*SELECTED EXTRACT:*
Proposal for Datatype Compacting

Nathan E. Doss (doss@ERC.MsState.Edu)
Fri, 14 Jul 1995 09:43:11 -0500 (CDT)

(I have no idea if this is the right list for this? None
of the others seem to come anywhere close to applying.)

Proposal for Datatype Compacting Function

Rationale
---------

Suppose we implement gather as a spanning tree. Since the recv buffer
is only valid on the root process, we will need to allocate some
temporary space for receiving data on intermediate nodes. If the
datatype has big holes, we may not be able to allocate this space. In
this case, we might want to do something like the following in our
gather:

if (datatype has big holes)
use a linear gather
else
use a tree gather

The MPI-1 standard states that for collective operations such as
Bcast, Gather, Scatter, etc., the type *signature* for all processes
calling the function must match. Before we can execute our gather, we
must make sure that *all* processes make the same decision. Since
only the type signature must match, some processes could be provided
with a datatype w/ holes while others are provided with a contiguous
datatype.

Some possible solutions:

1) Always use a linear gather.
2) Use an allreduce to collectively decide which algorithm to
use.
3) Change the MPI-1 document to state that the type maps must
match.
4) Write a datatype squashing function that returns a (mostly)
hole-free datatype.

Currently, option 4 (it seems to me) is likely to be the best choice
for an implementor and of course, implementors are able to do this.

*SOURCE DATA:*
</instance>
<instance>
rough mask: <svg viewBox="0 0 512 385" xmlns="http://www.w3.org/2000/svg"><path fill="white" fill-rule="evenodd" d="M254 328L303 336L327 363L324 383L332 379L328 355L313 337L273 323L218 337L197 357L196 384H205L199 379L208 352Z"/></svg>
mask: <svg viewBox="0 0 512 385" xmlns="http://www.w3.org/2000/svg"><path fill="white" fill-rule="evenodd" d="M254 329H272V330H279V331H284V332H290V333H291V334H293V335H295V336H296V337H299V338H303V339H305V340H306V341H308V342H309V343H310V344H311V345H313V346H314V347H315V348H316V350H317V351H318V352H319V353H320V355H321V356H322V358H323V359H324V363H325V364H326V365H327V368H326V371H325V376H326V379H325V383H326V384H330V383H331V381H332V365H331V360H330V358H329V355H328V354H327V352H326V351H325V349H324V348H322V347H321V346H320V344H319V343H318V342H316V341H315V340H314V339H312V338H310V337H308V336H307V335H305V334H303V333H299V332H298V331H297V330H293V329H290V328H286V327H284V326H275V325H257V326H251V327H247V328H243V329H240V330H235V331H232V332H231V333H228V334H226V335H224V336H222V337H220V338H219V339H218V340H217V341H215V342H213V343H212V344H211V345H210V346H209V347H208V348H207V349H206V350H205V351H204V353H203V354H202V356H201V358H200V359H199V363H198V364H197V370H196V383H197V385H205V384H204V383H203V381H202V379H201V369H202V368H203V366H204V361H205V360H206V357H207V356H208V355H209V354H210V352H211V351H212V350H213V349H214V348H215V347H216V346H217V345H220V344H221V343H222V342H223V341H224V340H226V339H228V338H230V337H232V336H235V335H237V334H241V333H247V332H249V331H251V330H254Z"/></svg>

*ACTIONS TO TAKE:*
1. List every possible solution that the datatype compacting proposal gives for ensuring that all processes make the same decision before executing the gather.
2. Resume the datatype compacting proposal, picking up right after its final sentence.

*ANSWERS:*
1.
1) Always use a linear gather.
2) Use an allreduce to collectively decide which algorithm to use.
3) Change the MPI-1 document to state that the type maps must match.
4) Write a datatype squashing function that returns a (mostly) hole-free datatype.

2.
However, if the MPI Forum intends that application programmers be able
to write efficient collective operations on top of pt2pt functions,
this datatype squashing function should be a part of the MPI standard.

A related problem occurs if you want to know how big the holes are in
a datatype in order to decide whether or not to squash the type. You
could compare the extent with the size, but since the extent may have
been manipulated using MPI_UB & MPI_LB, this would not work. The
ability to determine the real extent of a type would be useful in this
case.

Proposed Functions
------------------

MPI_TYPE_COMPACT ( type, compact_type )
IN type datatype to be compacted
OUT compact_type datatype with identical type signature
as "type", but with smaller real extent

Note
----

Paul Pierce has suggested something like MPI_TYPE_COMPACT as a way to
solve the user-defined reduce problem. There was also a lot of
discussion about determining the real limits of a datatype at the last
meeting. Hopefully this points out that this type of functionality is
needed for more than just user-defined reduce operations.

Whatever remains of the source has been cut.